#### Your task:
Can you copy out, word for word, the rows starting at the line that contains "Each returned point MUST lie on the matching white" and ending with the last row, both ends included?

Point annotation rows

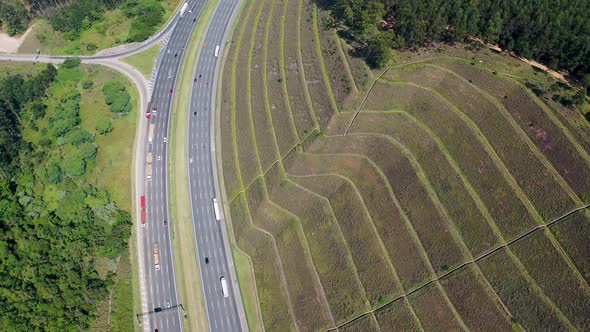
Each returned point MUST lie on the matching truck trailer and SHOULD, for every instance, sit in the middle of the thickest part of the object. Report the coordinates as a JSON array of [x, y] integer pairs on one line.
[[183, 9], [156, 251]]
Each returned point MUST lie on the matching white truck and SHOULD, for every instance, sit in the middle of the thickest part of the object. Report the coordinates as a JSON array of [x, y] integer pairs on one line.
[[148, 166], [151, 132], [216, 210], [156, 251], [224, 287], [183, 9]]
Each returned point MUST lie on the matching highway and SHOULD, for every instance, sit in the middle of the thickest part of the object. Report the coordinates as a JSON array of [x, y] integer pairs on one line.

#### Output for this task:
Each returned point MUST lie on the matching white truck and SHOULD, for every instance, sit in the middle of the thickest part of the object. Report the coordinates as a JSON array of [x, y] integer pairs on one line.
[[148, 166], [151, 132], [216, 210], [156, 251], [224, 287], [183, 9]]
Each returned point MUST lie on the matching highway and SHOULD, for every instance, sit in the middle of the thickest part of the object. Report the coordinates as a JSON array of [x, y] integer pairs on one line.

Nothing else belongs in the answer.